**Written exercise**:
Convert only the stretch of the items that opens with the line containing "Question. In the picture above, identify the marsh" and closes with the line containing "[(108, 117), (96, 245)]" into a numbered list, omitting any blank lines.
+ + + + + + +
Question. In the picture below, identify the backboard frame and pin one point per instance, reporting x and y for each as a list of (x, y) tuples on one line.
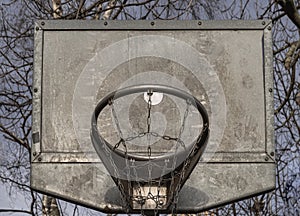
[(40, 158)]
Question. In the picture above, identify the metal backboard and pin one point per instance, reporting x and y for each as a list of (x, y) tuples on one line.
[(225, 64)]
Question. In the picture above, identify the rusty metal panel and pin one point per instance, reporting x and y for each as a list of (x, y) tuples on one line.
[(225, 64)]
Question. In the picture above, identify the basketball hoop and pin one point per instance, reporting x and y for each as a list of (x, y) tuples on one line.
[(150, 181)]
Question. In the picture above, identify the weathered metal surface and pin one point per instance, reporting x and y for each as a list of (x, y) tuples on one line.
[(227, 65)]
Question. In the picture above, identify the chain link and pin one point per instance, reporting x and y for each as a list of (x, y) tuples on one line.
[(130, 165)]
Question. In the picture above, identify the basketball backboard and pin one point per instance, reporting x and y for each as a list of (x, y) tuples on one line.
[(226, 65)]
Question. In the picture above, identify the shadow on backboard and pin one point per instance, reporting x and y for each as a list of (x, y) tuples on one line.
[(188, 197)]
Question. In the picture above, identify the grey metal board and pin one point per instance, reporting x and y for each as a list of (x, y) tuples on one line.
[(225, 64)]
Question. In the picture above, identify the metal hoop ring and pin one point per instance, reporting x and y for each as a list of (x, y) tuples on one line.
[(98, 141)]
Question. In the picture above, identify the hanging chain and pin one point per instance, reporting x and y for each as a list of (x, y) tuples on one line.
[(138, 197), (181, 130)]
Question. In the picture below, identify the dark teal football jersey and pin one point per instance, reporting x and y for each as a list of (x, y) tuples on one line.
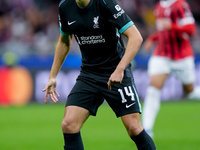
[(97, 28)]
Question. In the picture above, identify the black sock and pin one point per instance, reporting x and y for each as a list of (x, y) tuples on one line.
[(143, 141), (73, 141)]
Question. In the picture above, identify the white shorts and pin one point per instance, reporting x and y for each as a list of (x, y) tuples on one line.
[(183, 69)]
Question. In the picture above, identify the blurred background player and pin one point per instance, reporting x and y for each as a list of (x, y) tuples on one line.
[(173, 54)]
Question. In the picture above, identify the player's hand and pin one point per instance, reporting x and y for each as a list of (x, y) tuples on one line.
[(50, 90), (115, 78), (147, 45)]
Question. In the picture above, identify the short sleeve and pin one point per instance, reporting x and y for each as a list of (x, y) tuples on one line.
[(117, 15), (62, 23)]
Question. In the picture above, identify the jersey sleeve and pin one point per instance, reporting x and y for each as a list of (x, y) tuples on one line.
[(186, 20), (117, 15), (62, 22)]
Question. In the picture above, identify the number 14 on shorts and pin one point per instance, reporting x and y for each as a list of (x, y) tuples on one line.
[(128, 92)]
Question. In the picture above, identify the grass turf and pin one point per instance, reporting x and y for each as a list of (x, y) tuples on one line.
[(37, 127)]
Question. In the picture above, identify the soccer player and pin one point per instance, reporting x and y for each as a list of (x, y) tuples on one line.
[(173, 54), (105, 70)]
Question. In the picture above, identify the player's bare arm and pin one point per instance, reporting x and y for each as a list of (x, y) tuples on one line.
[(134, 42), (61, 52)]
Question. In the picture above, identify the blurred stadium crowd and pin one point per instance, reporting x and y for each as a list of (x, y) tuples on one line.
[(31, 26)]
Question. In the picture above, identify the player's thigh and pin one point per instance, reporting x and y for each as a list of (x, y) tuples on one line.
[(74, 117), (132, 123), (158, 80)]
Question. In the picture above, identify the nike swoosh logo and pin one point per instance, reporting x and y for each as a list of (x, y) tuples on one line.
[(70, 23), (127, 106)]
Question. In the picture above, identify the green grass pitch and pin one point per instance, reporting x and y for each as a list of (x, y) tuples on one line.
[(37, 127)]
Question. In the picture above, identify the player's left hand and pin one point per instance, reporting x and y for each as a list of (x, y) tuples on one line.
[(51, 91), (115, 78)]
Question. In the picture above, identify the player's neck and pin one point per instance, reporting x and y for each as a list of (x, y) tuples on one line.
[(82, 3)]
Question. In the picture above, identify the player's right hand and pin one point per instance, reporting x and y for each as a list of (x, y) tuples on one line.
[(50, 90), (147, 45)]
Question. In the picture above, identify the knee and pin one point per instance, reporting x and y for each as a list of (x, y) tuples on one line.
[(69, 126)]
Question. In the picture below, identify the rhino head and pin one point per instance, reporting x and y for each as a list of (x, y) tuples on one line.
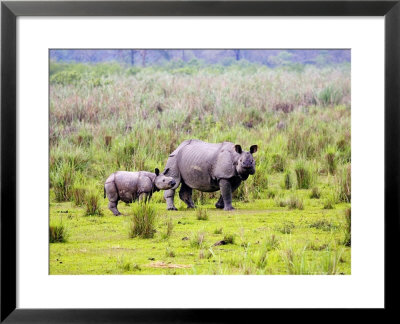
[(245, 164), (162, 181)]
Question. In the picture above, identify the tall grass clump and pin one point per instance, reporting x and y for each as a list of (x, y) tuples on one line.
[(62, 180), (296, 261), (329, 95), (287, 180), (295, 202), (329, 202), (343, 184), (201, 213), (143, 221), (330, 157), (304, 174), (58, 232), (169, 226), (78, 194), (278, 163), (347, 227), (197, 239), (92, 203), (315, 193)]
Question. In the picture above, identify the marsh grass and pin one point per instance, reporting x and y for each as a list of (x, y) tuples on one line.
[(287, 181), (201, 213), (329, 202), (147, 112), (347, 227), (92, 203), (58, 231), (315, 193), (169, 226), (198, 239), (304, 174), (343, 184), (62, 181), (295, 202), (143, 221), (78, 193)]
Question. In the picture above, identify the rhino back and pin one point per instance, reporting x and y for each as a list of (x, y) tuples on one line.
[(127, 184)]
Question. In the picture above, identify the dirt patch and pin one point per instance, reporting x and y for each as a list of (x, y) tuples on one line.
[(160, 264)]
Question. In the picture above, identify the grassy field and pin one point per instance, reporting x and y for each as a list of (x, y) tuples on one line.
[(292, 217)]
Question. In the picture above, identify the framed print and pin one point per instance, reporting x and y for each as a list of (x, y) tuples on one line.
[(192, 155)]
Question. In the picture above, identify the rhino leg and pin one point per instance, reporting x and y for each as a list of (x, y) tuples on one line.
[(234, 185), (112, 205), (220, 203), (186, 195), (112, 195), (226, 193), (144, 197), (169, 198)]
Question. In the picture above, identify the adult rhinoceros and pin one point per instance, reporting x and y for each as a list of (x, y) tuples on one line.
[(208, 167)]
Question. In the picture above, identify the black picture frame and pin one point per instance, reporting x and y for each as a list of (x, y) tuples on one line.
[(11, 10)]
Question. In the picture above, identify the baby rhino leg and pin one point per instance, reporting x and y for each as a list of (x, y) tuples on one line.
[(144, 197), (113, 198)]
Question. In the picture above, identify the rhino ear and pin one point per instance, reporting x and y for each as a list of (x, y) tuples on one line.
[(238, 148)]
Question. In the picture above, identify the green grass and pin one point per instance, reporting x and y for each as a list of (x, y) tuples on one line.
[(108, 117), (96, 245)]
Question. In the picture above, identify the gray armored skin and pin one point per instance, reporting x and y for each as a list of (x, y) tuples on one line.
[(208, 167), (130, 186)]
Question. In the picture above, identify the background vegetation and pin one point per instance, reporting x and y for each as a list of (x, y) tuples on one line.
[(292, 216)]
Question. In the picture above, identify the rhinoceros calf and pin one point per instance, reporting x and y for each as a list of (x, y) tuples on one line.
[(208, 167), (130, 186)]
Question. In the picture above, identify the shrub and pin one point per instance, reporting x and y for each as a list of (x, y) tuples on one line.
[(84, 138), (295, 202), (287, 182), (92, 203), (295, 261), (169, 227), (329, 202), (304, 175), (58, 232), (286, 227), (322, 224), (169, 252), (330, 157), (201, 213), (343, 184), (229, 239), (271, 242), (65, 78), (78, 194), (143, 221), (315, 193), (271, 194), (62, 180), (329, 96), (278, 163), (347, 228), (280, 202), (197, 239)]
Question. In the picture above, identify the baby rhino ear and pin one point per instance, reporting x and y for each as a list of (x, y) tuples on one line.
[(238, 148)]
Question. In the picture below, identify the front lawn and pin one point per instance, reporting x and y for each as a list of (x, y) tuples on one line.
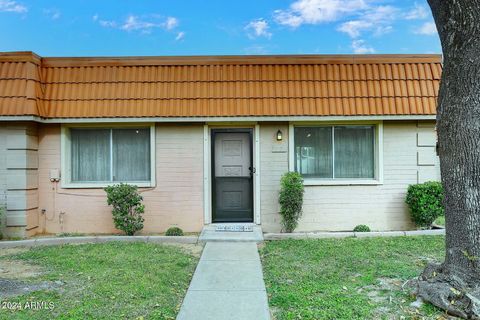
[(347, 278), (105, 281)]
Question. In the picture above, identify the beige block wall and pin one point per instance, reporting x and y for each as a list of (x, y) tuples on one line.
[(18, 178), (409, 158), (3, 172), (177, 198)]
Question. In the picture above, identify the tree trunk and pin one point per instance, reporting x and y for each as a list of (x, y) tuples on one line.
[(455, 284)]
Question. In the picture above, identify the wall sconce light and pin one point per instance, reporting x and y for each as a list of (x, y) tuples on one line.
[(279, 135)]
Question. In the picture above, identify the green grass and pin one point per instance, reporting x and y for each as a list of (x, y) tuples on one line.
+ + + + + + +
**Answer in full**:
1. Question. In the picture above, identify the marsh grass and pin one point per instance, reporting x and y for each as a list of (x, y) tuples on one line.
2. [(287, 181), (201, 213), (329, 202), (147, 112), (347, 227), (92, 203), (58, 231), (315, 193), (169, 226), (198, 239), (304, 174), (343, 184), (62, 181), (295, 202), (143, 221), (78, 193)]
3. Question. In the picture above, identify the rhino back and pin one point per instance, reporting x and y for each as a list of (x, y) tuples on one line.
4. [(127, 184)]
5. Question. In the picture above, identify the dirt patch and pin one point per instance, reporting x and y for each as a list of (x, y) tuples on one line.
6. [(160, 264)]
7. Question. In the picture above, identify the grassy field and pin one point per instance, reporting x and y for each as a list of (x, y) tuples on one line.
8. [(292, 217)]
9. Question. In the picture above, identify the framed print and pin one point per instance, reporting x and y for each as a list of (x, y) tuples on one line.
10. [(192, 155)]
11. Question. In the picture above, identify the rhino leg and pin one point per instance, reporting x and y for each as a list of (x, y) tuples on one line.
12. [(234, 185), (112, 205), (220, 203), (186, 195), (112, 195), (226, 193), (144, 197), (169, 198)]
13. Question. In the picture above, identify the adult rhinoceros and pin one point per instance, reporting x and y for each as a list of (x, y) tuples on one line.
14. [(208, 167)]
15. Question. In the picture above, identify the black picture frame and pin one point per instance, reporting x and y for each as a list of (x, y) tuples on one line.
16. [(11, 10)]
17. Question. In the picture above, identify the baby rhino leg and pin one point per instance, reporting x and y for each as a list of (x, y) tuples on one line.
18. [(144, 197), (113, 198)]
19. Question. In the picture above, identify the rhino ear and pin one point per instance, reporting x and y for each as a list of (x, y) tuples on one line.
20. [(238, 148)]
21. Question. In the picture above, identify the green grass and pin one point per instance, reporting x and y for each as a list of (x, y) tuples on one line.
22. [(108, 117), (96, 245)]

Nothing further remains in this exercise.